Source extract:

↓

Say you have a program named foo that is supposed to be used from the command line, written in Python.

It provides lots of various features, so you decide to group them into subcommands, like git or mercurial does for instance.

So your program can be called in the following ways:

$ foo bar --baz --num-jobs=4
runs bar(baz=True, num_jobs=4)

$ foo read file.in --verbose
runs read("file.in", verbose=True)

Assuming you are using Python for this, which library should you use to implement command line parsing?

An history of command line parsing in Python

getopt

Back in the old days, the answer was getopt

Basically, you would call the getopt() function with some weird string, like this:

"""
Usage: foo [options]

Options:

  -h, --help           Display this help message
  -o, --output <PATH>  Output path
  -v,--verbose         Be verbose

"""

import sys
import getopt

def usage():
    print(__doc__)


def main():
    try:
        opts, args = getopt.getopt(sys.argv[1:], "ho:v", ["help", "output="])
    except getopt.GetoptError as err:
        # print help information and exit:
        sys.exit(err)  # will print something like "option -a not recognized"

    for o, a in opts:
        if o in ("-h", "--help"):
            usage()
            sys.exit(0)
        elif o in ("-o", "--output"):
          ...

Here ho:v means you recognize the short options -h, -o and -v, and the colon after the o means that -o must be followed by an argument (so foo -o -v does not work, but foo -o foo.out does) Note that you have to use a list of strings to have long options recognized too. (Here -h and --help will have the same meaning)

↑

Entries provided:
↓

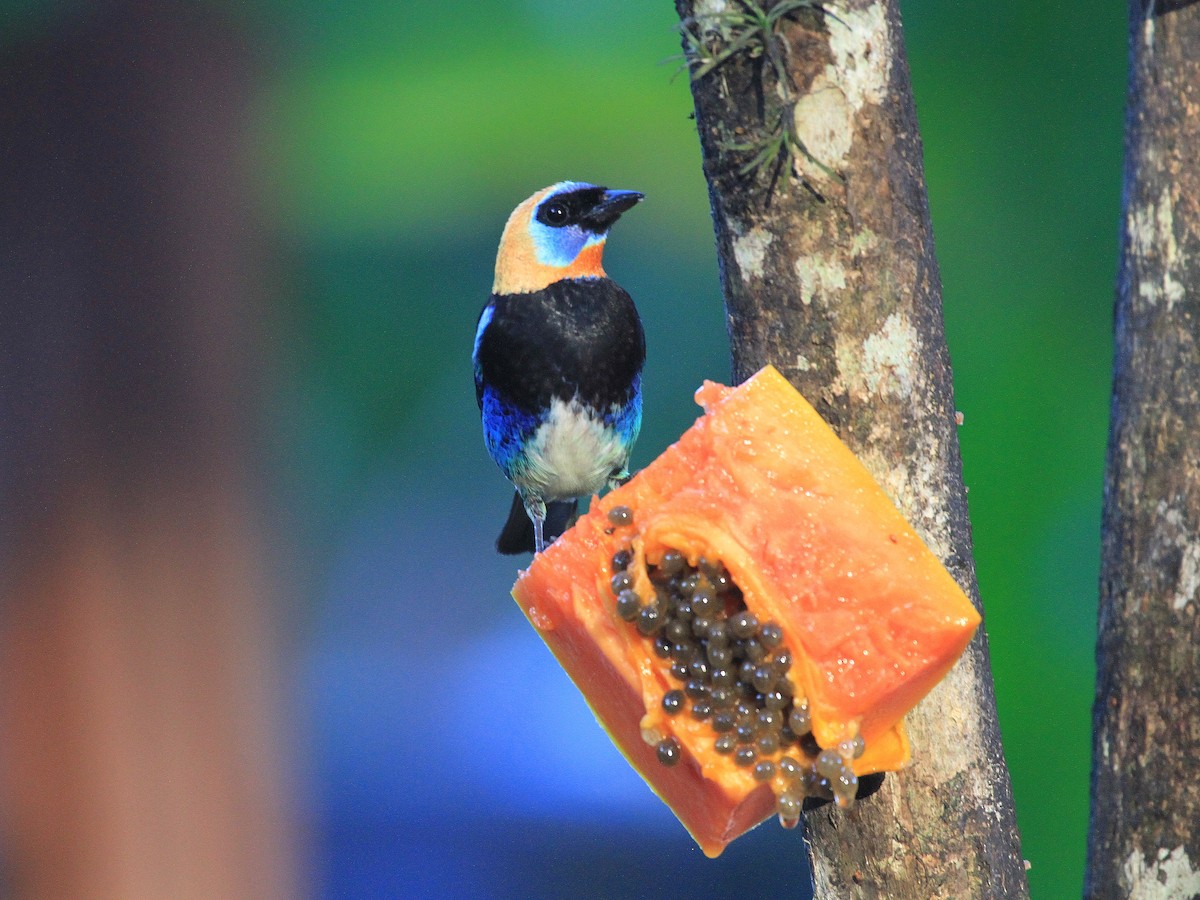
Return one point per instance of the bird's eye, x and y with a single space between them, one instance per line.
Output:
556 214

↑
↓

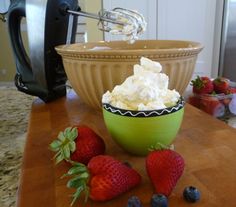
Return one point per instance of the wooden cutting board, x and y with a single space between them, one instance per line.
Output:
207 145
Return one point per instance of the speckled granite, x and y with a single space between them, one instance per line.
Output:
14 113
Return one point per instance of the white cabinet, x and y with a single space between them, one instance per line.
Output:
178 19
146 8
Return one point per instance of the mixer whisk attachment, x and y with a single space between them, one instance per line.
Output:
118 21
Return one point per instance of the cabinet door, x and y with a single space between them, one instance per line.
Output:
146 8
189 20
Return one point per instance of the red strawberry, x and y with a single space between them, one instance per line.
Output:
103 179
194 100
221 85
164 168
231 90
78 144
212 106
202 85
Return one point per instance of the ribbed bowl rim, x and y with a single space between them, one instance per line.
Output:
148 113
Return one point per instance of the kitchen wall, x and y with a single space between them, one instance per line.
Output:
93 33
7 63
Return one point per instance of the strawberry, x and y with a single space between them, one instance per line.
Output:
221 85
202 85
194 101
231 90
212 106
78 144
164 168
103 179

↑

What you have to do: Copy everything in the command-line parsing text from "Here ho:v means" down to "the same meaning)", renaming "short options" to "single-letter options" wherever it occurs. The data come from a source separate from the text.

Output of the task:
Here ho:v means you recognize the single-letter options -h, -o and -v, and the colon after the o means that -o must be followed by an argument (so foo -o -v does not work, but foo -o foo.out does) Note that you have to use a list of strings to have long options recognized too. (Here -h and --help will have the same meaning)